- [WHAT YOU ARE ASKED TO DO] Copy every line of the records below verbatim, omitting the pictures.

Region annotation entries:
****************

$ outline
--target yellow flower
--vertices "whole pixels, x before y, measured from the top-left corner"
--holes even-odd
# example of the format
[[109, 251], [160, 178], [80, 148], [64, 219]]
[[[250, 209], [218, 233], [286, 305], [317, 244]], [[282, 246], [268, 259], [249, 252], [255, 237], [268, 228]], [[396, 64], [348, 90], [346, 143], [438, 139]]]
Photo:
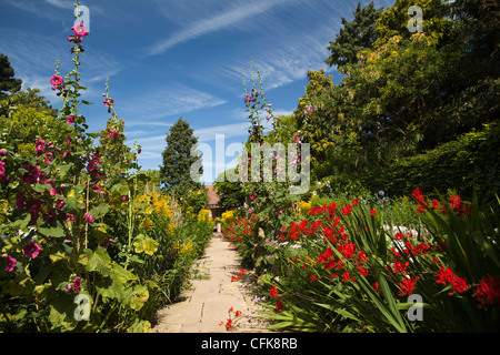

****************

- [SOLUTION]
$ outline
--target yellow flower
--vertices "whole pixels, x before y, measured from the top-left corner"
--holes even-odd
# example of the format
[[109, 251], [160, 178], [80, 148], [64, 219]]
[[[250, 209], [218, 233], [286, 305], [317, 244]], [[282, 246], [268, 259], [249, 252], [255, 237], [268, 228]], [[396, 64], [348, 90], [346, 143], [438, 139]]]
Photo:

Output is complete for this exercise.